= Work order =
All of the lines below should be copied word for word.
+++++
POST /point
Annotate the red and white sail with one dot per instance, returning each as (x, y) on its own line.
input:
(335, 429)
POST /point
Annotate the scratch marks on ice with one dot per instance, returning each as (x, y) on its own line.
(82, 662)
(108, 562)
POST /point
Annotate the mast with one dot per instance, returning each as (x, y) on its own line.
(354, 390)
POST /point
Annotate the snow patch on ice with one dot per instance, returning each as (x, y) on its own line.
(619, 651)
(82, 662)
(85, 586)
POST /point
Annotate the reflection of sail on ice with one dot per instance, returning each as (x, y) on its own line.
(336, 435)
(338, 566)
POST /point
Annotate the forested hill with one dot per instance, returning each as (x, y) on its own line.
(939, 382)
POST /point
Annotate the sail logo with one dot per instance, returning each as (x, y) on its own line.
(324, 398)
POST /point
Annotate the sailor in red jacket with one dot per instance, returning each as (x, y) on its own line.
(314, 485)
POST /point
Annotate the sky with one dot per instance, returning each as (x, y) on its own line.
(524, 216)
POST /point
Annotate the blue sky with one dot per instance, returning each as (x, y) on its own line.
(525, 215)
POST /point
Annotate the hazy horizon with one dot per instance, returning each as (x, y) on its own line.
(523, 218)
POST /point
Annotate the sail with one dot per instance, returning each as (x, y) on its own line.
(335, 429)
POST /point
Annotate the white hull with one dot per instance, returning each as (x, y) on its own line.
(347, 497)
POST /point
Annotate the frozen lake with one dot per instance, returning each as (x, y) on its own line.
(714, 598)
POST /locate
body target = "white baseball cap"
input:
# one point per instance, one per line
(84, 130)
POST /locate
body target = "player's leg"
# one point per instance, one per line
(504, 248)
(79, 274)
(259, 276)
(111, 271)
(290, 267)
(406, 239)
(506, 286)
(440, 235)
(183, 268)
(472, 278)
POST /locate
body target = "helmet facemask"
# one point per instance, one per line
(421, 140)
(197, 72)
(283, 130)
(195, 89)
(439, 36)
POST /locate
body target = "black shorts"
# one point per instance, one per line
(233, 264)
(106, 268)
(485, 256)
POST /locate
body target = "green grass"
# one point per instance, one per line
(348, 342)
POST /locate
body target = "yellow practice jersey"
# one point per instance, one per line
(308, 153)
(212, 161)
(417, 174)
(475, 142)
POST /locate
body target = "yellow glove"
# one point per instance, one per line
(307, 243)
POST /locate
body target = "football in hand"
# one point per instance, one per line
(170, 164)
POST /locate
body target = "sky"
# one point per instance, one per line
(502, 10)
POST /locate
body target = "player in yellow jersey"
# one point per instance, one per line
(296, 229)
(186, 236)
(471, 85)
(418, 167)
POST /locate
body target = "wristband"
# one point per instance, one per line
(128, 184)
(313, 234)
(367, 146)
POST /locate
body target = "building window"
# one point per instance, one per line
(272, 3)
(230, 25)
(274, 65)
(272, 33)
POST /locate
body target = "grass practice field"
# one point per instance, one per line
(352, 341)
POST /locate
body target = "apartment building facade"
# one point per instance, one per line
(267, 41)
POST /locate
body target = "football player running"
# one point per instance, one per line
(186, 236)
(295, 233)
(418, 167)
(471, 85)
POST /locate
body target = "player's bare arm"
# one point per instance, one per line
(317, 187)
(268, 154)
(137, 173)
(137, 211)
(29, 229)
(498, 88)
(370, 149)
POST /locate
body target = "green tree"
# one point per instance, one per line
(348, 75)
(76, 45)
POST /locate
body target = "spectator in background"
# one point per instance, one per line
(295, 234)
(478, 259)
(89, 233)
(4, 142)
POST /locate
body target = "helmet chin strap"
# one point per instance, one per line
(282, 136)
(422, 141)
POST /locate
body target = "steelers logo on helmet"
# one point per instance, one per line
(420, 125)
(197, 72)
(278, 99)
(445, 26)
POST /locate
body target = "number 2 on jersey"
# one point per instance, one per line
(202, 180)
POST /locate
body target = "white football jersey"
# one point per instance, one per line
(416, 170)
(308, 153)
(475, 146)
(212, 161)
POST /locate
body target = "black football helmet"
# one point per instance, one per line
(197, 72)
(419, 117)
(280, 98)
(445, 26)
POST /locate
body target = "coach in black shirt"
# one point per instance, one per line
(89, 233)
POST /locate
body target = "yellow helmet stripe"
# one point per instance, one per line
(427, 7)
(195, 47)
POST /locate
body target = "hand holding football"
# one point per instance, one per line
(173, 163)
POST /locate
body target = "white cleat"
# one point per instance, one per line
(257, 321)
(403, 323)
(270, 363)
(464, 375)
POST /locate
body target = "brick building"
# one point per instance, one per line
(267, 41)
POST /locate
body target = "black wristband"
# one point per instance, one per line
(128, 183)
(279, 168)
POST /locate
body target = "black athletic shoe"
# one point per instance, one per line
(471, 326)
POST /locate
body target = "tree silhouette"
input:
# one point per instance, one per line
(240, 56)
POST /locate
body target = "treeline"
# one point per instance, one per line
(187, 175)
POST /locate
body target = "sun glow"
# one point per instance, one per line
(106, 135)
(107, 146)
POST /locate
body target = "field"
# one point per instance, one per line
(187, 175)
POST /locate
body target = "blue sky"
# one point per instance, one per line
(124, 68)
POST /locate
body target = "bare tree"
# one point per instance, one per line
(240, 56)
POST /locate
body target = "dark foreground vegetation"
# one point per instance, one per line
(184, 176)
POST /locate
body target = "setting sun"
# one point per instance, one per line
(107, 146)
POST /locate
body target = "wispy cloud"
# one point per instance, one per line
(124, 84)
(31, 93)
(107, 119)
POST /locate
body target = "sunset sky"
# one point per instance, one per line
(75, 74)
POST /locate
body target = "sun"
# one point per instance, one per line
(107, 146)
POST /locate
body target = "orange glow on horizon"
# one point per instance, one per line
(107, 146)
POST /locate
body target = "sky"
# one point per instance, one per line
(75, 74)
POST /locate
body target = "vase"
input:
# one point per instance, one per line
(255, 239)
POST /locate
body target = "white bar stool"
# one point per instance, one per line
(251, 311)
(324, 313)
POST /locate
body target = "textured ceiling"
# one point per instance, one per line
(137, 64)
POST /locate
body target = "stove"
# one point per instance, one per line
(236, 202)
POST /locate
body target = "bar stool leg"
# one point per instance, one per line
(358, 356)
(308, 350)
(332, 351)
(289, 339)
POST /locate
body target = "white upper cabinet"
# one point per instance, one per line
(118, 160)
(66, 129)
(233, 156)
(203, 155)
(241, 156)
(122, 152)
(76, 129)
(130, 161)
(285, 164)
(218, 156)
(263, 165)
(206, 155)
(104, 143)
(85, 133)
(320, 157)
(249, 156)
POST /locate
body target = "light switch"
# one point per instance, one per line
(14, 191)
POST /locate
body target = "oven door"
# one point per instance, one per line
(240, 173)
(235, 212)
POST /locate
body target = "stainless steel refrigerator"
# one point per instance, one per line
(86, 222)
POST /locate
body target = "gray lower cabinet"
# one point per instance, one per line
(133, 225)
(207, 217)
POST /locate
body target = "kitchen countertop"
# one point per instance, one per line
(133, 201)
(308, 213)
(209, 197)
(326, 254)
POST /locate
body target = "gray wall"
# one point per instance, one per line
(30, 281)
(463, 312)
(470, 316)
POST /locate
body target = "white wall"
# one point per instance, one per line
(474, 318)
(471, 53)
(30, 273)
+++++
= Response =
POST /point
Annotate the red and white sail with one dot per instance, returning each as (x, y) on its own line.
input:
(335, 429)
POST /point
Annotate the scratch marks on ice with one dot per instance, returning each as (x, y) on its own line.
(82, 662)
(108, 562)
POST /point
Annotate the mast with one dot per instance, returning each as (x, y) on its own line.
(354, 390)
POST /point
Annotate the snow patch on ice with one dot per instance, returning each as (x, y) on its own line.
(619, 651)
(82, 662)
(85, 586)
POST /point
Annotate the reflection of sail on ice with one dot per instance, returning each as (x, y) on its own line.
(336, 435)
(338, 566)
POST /point
Annotate the forested hill with one dot per instance, returning each as (x, y) on its own line.
(939, 382)
POST /point
Annotate the sail logo with one dot per instance, returning each as (x, y) on its own line.
(324, 398)
POST /point
Annotate the sailor in red jacket with one dot per instance, returning each as (x, y) on its own line.
(314, 485)
POST /point
Annotate the sky with one dot per instance, returning each as (x, y) on its own line.
(524, 216)
POST /point
Annotate the blue sky with one dot per instance, returning each as (x, y) on its own line.
(525, 215)
POST /point
Annotate the hazy horizon with one dot per instance, returning each as (x, y) on its own line.
(523, 218)
POST /point
Annotate the sail with one dot per instance, returning each as (x, y) on its own line.
(335, 429)
POST /point
Annotate the white hull with one dot per instance, returning each as (x, y) on its own line.
(347, 497)
POST /point
Annotate the frozen lake with one dot per instance, returning each as (x, y) on its own line.
(714, 598)
POST /locate
body target = "white baseball cap"
input:
# one point per instance, one per line
(84, 130)
POST /locate
body target = "player's leg"
# one point per instance, one per line
(504, 248)
(79, 274)
(259, 276)
(111, 271)
(290, 267)
(406, 239)
(506, 286)
(440, 235)
(183, 268)
(472, 278)
POST /locate
body target = "helmet facemask"
# one point per instance, one per line
(421, 140)
(197, 72)
(283, 130)
(195, 89)
(439, 36)
POST /locate
body target = "black shorts"
# one point per instance, one per line
(233, 264)
(106, 268)
(485, 256)
POST /locate
body target = "green grass"
# one point per instance, one per line
(348, 342)
POST /locate
body target = "yellow practice jersey"
# one point per instance, one per line
(308, 153)
(212, 161)
(417, 174)
(475, 142)
POST /locate
body target = "yellow glove"
# one point per instance, one per line
(307, 243)
POST /locate
body target = "football in hand"
# one point per instance, one per line
(170, 164)
POST /locate
body target = "sky"
# one point per instance, one per line
(502, 10)
POST /locate
body target = "player in yellow jersey"
# one point per instance, one per line
(296, 229)
(186, 236)
(471, 85)
(418, 167)
POST /locate
body target = "wristband"
# one point per instance, one per line
(128, 184)
(313, 234)
(367, 146)
POST /locate
body target = "building window"
# one point per instance, one per line
(272, 3)
(230, 25)
(274, 65)
(272, 33)
POST /locate
body target = "grass practice field"
# one point per instance, one per line
(352, 341)
POST /locate
body target = "apartment building facade"
# one point per instance, one per line
(267, 41)
POST /locate
body target = "football player running"
# one point per instance, one per line
(186, 236)
(295, 233)
(418, 167)
(471, 85)
POST /locate
body target = "player's bare arm"
# one point per instance, one per line
(317, 187)
(268, 154)
(137, 173)
(137, 211)
(29, 229)
(498, 88)
(370, 149)
POST /locate
body target = "green tree"
# one point per instance, one per line
(348, 75)
(76, 45)
POST /locate
body target = "spectator in background"
# one point per instance, one per line
(295, 234)
(478, 259)
(89, 233)
(4, 142)
POST /locate
body target = "helmet chin strap"
# one point per instance, one per line
(282, 136)
(422, 141)
POST /locate
body target = "steelers logo on helmet"
# one point per instance, one per line
(420, 125)
(197, 72)
(278, 99)
(445, 26)
POST /locate
body target = "number 2 on jersey"
# one point per instance, one per line
(202, 180)
POST /locate
body target = "white football jersey"
# one point per instance, one per line
(416, 170)
(308, 153)
(475, 146)
(212, 161)
POST /locate
body target = "black football helmet"
# one point per instance, one per line
(197, 72)
(419, 117)
(280, 98)
(445, 26)
POST /locate
body target = "coach in black shirt"
# one point per instance, one per line
(89, 233)
POST /locate
body target = "yellow helmet stripe"
# one point per instance, one per line
(427, 7)
(195, 47)
POST /locate
body target = "hand holding football"
# one point per instance, one per line
(173, 163)
POST /locate
body target = "white cleat"
# one point per instance, one per line
(257, 321)
(403, 323)
(270, 363)
(464, 375)
POST /locate
body target = "brick building"
# one point per instance, one per line
(267, 41)
POST /locate
body target = "black wristband"
# one point per instance, one per line
(128, 183)
(279, 168)
POST /locate
body target = "black athletic shoe"
# one point per instance, one per line
(471, 326)
POST /locate
body target = "tree silhouette"
input:
# one point per instance, one per line
(240, 56)
POST /locate
body target = "treeline"
# one point per instance, one per line
(187, 175)
POST /locate
body target = "sun glow"
# one point per instance, one per line
(106, 135)
(107, 146)
POST /locate
body target = "field"
# one point per instance, one per line
(187, 175)
POST /locate
body target = "blue sky"
# one point per instance, one per line
(124, 68)
POST /locate
body target = "bare tree"
# one point per instance, one per line
(240, 56)
POST /locate
body target = "dark foreground vegetation"
# one point per instance, one per line
(184, 176)
POST /locate
body target = "setting sun"
# one point per instance, one per line
(107, 146)
POST /locate
body target = "wispy cloud"
# one point per instance, one per line
(124, 84)
(31, 93)
(107, 119)
POST /locate
body target = "sunset sky"
# one point per instance, one per line
(75, 74)
POST /locate
body target = "sun"
# one point per instance, one per line
(107, 146)
POST /locate
body target = "orange glow on horizon"
# one point per instance, one per line
(107, 146)
POST /locate
body target = "sky"
# one point per instance, one per line
(75, 74)
POST /locate
body target = "vase"
input:
# one point per instance, one per line
(255, 239)
POST /locate
body target = "white bar stool"
# one point per instance, one per line
(251, 311)
(324, 313)
POST /locate
body target = "textured ceiling"
# one point per instance, one per line
(137, 64)
POST /locate
body target = "stove"
# one point per instance, one per line
(236, 202)
POST /locate
body target = "bar stool leg"
# one point per instance, one per line
(358, 356)
(308, 350)
(332, 351)
(289, 339)
POST /locate
body target = "white upper cabinet"
# one point per instance, one per line
(118, 160)
(66, 129)
(233, 156)
(203, 155)
(241, 156)
(122, 152)
(76, 129)
(130, 161)
(285, 164)
(218, 156)
(263, 165)
(206, 155)
(104, 143)
(85, 133)
(320, 157)
(249, 156)
POST /locate
body target = "light switch"
# one point per instance, one per line
(14, 191)
POST /locate
body target = "oven door"
# one point per instance, one per line
(240, 173)
(235, 212)
POST /locate
body target = "stainless steel refrigerator"
# one point per instance, one per line
(86, 222)
POST /locate
body target = "gray lower cabinet"
# one point per instance, one per line
(133, 225)
(207, 217)
POST /locate
body target = "kitchen countertop"
# one point per instance, one per line
(133, 201)
(308, 213)
(209, 197)
(326, 254)
POST /locate
body target = "gray wall"
# one point per instance, one per line
(30, 281)
(463, 312)
(470, 316)
POST /locate
body target = "white wall"
# one point per instance, one per line
(474, 318)
(471, 53)
(30, 273)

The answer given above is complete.